• **Wybrany fragment**:
= = =
Ekran telewizora lub smartfona, który można zwinąć jak płócienny obraz? Technologia testowana jest w łódzkim Technoparku.
Elastyczne ekrany to nowe wyzwanie, przed którym stoją światowi
producenci wyświetlaczy do telewizorów i smartfonów. Konceptem zajęli
się również pracownicy Laboratorium Biosensorów i Elektroniki
Organicznej z łódzkiego Technoparku. Stworzyli u siebie warunki do
testowania materiałów organicznych wykorzystywanych w wyświetlaczach i
prowadzą badania dotyczące optymalizacji warunków wytwarzania urządzeń z
substancji organicznych oraz ich kompozytów. Koncentrują się również
wokół projektowania i testowania właściwości organicznych diod
elektroluminescencyjnych (OLED) stosowanych w wyświetlaczach
graficznych, a także ogniw fotowoltaicznych czy tranzystorów z efektem
polowym.
= = =
• **Pokazane dane**:
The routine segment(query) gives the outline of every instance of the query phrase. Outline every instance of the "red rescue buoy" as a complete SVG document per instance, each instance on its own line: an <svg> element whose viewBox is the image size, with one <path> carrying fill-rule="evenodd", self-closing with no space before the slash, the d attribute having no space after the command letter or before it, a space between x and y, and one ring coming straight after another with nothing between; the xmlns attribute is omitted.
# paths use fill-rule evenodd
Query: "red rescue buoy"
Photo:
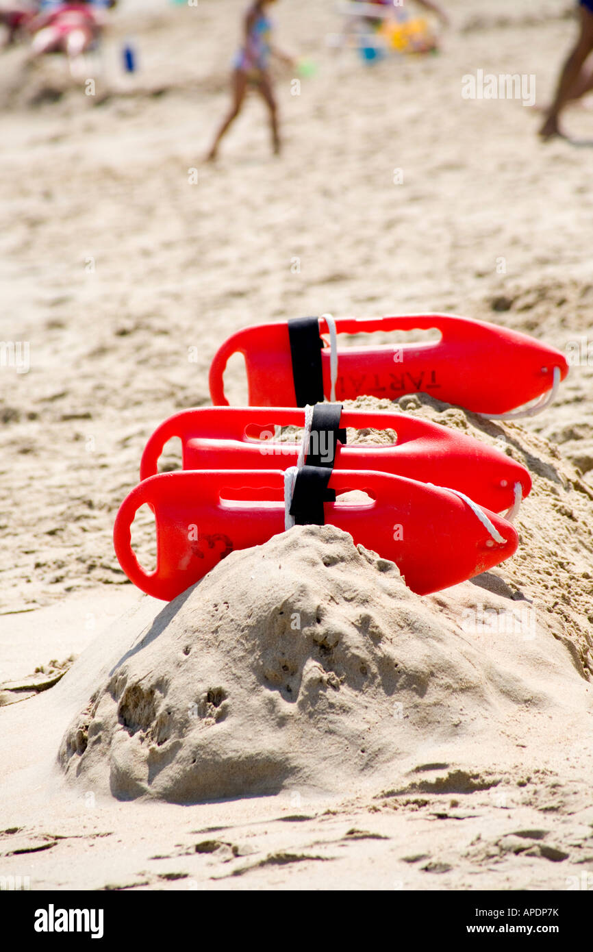
<svg viewBox="0 0 593 952"><path fill-rule="evenodd" d="M394 562L408 587L420 595L472 578L517 548L517 532L509 523L487 510L477 512L450 489L346 469L330 472L328 488L338 497L350 490L371 497L368 503L340 498L324 503L325 521L349 532L355 544ZM283 532L284 499L282 470L151 476L132 489L119 509L113 528L117 558L134 585L168 601L230 552ZM134 515L145 503L156 521L157 565L151 573L138 564L130 545Z"/></svg>
<svg viewBox="0 0 593 952"><path fill-rule="evenodd" d="M328 405L322 405L328 406ZM338 411L339 412L339 411ZM297 462L299 446L275 439L277 426L303 427L305 410L295 407L199 407L169 417L148 440L141 480L158 472L165 444L179 437L184 469L286 469ZM529 473L515 460L471 436L405 413L343 409L340 426L393 429L395 445L343 445L336 469L366 469L459 489L493 512L510 508L517 486L524 499ZM313 434L313 437L316 434ZM327 434L312 439L313 451L328 451Z"/></svg>
<svg viewBox="0 0 593 952"><path fill-rule="evenodd" d="M395 400L431 394L485 415L508 413L563 380L560 350L516 330L451 314L337 318L338 334L436 328L441 340L337 349L332 395L329 324L324 318L260 324L233 334L216 353L209 374L212 402L227 406L223 375L231 354L245 356L249 404L304 407L361 394Z"/></svg>

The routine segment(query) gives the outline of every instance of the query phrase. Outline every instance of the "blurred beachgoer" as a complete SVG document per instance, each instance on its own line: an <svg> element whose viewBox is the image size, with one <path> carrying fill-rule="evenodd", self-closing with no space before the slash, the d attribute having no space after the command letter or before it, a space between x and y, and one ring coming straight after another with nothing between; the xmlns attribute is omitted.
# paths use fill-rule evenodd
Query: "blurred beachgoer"
<svg viewBox="0 0 593 952"><path fill-rule="evenodd" d="M103 10L114 7L116 2L108 0L95 5L92 0L77 0L59 3L48 12L39 13L28 24L32 33L30 59L45 53L65 53L75 76L81 57L96 46L101 36L106 22Z"/></svg>
<svg viewBox="0 0 593 952"><path fill-rule="evenodd" d="M16 41L19 33L24 34L27 24L32 20L39 10L39 3L23 0L22 3L12 2L0 4L0 25L6 28L4 46L10 47Z"/></svg>
<svg viewBox="0 0 593 952"><path fill-rule="evenodd" d="M434 13L435 16L438 16L445 27L448 26L449 18L447 14L438 3L434 2L434 0L414 0L414 2L417 3L419 7L424 7L425 10L428 10L428 12ZM397 14L398 10L402 9L394 7L393 0L353 0L353 3L364 3L367 6L374 5L377 7L390 7L394 15ZM377 20L373 20L372 17L365 17L365 19L376 24L377 26L383 22L383 17L381 19L378 18Z"/></svg>
<svg viewBox="0 0 593 952"><path fill-rule="evenodd" d="M293 64L293 59L272 46L273 23L267 14L267 8L276 0L255 0L245 18L245 41L233 60L231 79L232 106L220 127L208 153L207 160L216 158L220 142L228 128L239 115L245 97L249 89L255 89L262 96L269 112L272 143L275 154L280 152L280 132L278 129L278 109L269 64L272 55L285 63Z"/></svg>
<svg viewBox="0 0 593 952"><path fill-rule="evenodd" d="M585 61L593 52L593 0L580 0L579 12L579 37L561 70L554 102L540 129L544 140L563 136L559 122L561 112L568 103L593 89L593 74L584 69Z"/></svg>

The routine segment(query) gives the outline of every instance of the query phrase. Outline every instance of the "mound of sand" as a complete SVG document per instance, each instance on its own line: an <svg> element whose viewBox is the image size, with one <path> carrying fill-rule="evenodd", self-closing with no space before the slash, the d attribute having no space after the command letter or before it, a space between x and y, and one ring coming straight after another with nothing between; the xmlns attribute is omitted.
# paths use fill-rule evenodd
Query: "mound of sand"
<svg viewBox="0 0 593 952"><path fill-rule="evenodd" d="M186 803L296 785L341 792L393 779L410 758L422 771L423 748L475 752L485 735L491 752L510 710L553 709L534 679L543 646L529 656L517 639L527 664L513 672L444 605L331 526L233 552L109 672L66 732L60 764L85 789ZM580 680L563 657L557 692L566 669ZM449 774L456 789L489 783Z"/></svg>
<svg viewBox="0 0 593 952"><path fill-rule="evenodd" d="M538 625L552 631L568 649L582 677L592 681L593 488L573 462L550 440L521 423L484 420L424 393L393 403L359 397L347 406L410 413L462 429L529 470L531 493L516 520L519 547L511 559L474 581L507 600L528 605ZM391 439L385 435L386 442ZM434 482L438 483L438 473Z"/></svg>

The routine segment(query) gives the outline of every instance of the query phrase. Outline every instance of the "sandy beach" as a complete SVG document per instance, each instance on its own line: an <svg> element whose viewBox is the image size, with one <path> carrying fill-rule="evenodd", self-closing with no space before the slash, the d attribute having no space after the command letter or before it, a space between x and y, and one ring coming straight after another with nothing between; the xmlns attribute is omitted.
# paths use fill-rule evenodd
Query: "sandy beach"
<svg viewBox="0 0 593 952"><path fill-rule="evenodd" d="M28 345L0 367L0 883L593 887L593 111L544 145L537 108L462 97L483 69L549 102L572 4L445 6L438 53L368 67L328 46L332 4L278 4L280 45L317 68L298 95L277 69L279 157L252 97L203 162L243 0L124 0L94 96L57 58L0 55L0 340ZM297 527L170 605L144 595L112 526L148 438L210 404L229 334L326 311L444 311L578 353L524 422L357 402L525 466L517 553L421 597ZM244 403L239 361L226 381ZM132 539L148 566L148 509Z"/></svg>

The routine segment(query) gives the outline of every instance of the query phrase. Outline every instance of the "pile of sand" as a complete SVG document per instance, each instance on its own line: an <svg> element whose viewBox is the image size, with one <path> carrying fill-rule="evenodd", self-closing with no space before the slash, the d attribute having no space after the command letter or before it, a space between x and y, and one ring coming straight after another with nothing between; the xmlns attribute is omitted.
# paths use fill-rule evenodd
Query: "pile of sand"
<svg viewBox="0 0 593 952"><path fill-rule="evenodd" d="M545 506L536 503L542 525ZM534 532L529 544L539 551ZM525 598L514 582L521 564L503 569L508 582L478 580L489 592L465 583L421 598L392 563L331 526L233 552L97 685L60 764L85 789L185 803L397 784L410 764L434 769L419 757L425 749L446 752L436 764L450 768L445 788L487 788L500 783L491 765L505 760L509 725L523 737L534 712L562 709L565 720L583 683L584 651L545 613L544 595L533 630L467 625L478 600L496 614ZM537 559L531 575L537 587Z"/></svg>
<svg viewBox="0 0 593 952"><path fill-rule="evenodd" d="M359 397L346 406L410 413L461 429L529 470L531 493L515 521L517 552L476 582L512 601L526 602L538 624L566 646L579 673L593 680L593 487L580 470L557 446L521 423L484 420L425 394L394 403ZM391 436L385 440L391 442ZM434 482L439 482L438 473Z"/></svg>

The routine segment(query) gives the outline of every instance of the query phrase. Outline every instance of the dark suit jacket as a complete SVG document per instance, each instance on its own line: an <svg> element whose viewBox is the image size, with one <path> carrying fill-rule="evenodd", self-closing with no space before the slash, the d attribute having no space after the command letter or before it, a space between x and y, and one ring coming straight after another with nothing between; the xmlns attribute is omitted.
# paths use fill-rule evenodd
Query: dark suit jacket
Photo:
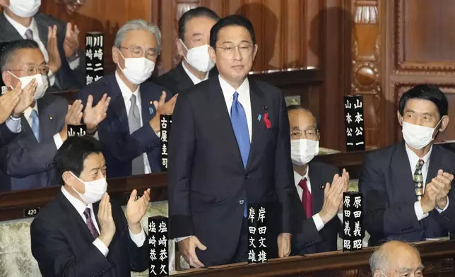
<svg viewBox="0 0 455 277"><path fill-rule="evenodd" d="M271 257L276 254L277 235L293 232L299 218L294 214L301 204L294 187L283 93L249 80L252 141L246 170L218 76L179 95L172 117L167 174L170 236L197 236L208 247L196 250L206 266L225 264L233 257L245 198L249 204L267 206ZM265 106L271 129L263 119Z"/></svg>
<svg viewBox="0 0 455 277"><path fill-rule="evenodd" d="M324 189L321 189L321 186L327 182L331 183L333 175L339 174L339 171L333 165L318 162L311 162L309 169L312 210L313 215L315 215L321 211L324 204ZM303 210L302 206L300 208ZM292 254L303 255L336 251L338 233L341 230L341 227L337 216L319 232L312 218L304 220L302 232L292 237Z"/></svg>
<svg viewBox="0 0 455 277"><path fill-rule="evenodd" d="M79 66L72 71L63 49L63 42L66 33L66 24L42 13L37 13L34 18L40 33L40 40L46 47L47 47L47 27L57 25L58 28L57 45L61 59L61 67L57 73L54 73L54 76L58 80L60 87L57 87L54 85L53 88L49 88L49 90L53 88L54 90L63 90L82 87L85 81L85 55L83 51L79 52L79 59L81 59ZM23 40L22 36L8 21L4 12L0 13L0 43L17 40Z"/></svg>
<svg viewBox="0 0 455 277"><path fill-rule="evenodd" d="M131 161L144 153L147 153L152 172L161 171L161 143L148 122L156 114L153 101L160 99L163 90L164 88L150 81L141 85L143 126L131 134L125 102L115 74L104 76L84 87L76 95L76 99L82 100L84 106L90 94L93 96L93 106L103 94L107 93L111 97L107 117L98 126L100 141L105 146L107 177L130 176Z"/></svg>
<svg viewBox="0 0 455 277"><path fill-rule="evenodd" d="M194 86L182 65L182 61L167 73L161 75L156 79L156 83L170 89L174 94L182 93ZM216 66L208 72L208 77L218 76Z"/></svg>
<svg viewBox="0 0 455 277"><path fill-rule="evenodd" d="M54 167L57 146L54 135L65 123L68 101L52 94L39 99L40 140L33 135L27 119L22 118L22 131L0 149L0 191L29 189L58 184Z"/></svg>
<svg viewBox="0 0 455 277"><path fill-rule="evenodd" d="M122 208L112 204L116 230L107 257L93 244L88 228L61 191L40 211L30 226L30 237L32 254L43 277L124 277L131 271L147 269L147 240L141 247L136 245ZM99 204L93 204L95 215Z"/></svg>
<svg viewBox="0 0 455 277"><path fill-rule="evenodd" d="M433 145L425 184L439 169L455 168L455 153ZM394 144L368 154L359 179L359 189L366 203L364 223L371 235L370 246L389 239L415 242L447 235L455 231L455 191L451 190L449 207L439 213L433 210L426 218L417 220L417 201L405 143Z"/></svg>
= = =
• **Podane zadanie 1**:
Odpowiedz krótko na pytania do tekstu o elastycznych ekranach.
(a) Gdzie testowana jest technologia ekranu, który można zwinąć jak płócienny obraz?
(b) Jak nazywa się laboratorium, którego pracownicy zajęli się tym konceptem?
(c) Jaki skrót podano dla organicznych diod elektroluminescencyjnych?
• **Podane zadanie 2**:
Zbierz z listingu każdy wiersz, w którym występuje ciąg "sandy", przy czym wielkość liter ma znaczenie.

• **Ostateczna odpowiedź 1**:
(a) W łódzkim Technoparku.
(b) Laboratorium Biosensorów i Elektroniki Organicznej.
(c) OLED.

• **Ostateczna odpowiedź 2**:
The routine segment(query) gives the outline of every instance of the query phrase. Outline every instance of the "sandy beach" as a complete SVG document per instance, each instance on its own line: an <svg> element whose viewBox is the image size, with one <path> carrying fill-rule="evenodd", self-closing with no space before the slash, the d attribute having no space after the command letter or before it, a space between x and y, and one ring coming straight after another with nothing between; the xmlns attribute is omitted.
Query: "sandy beach"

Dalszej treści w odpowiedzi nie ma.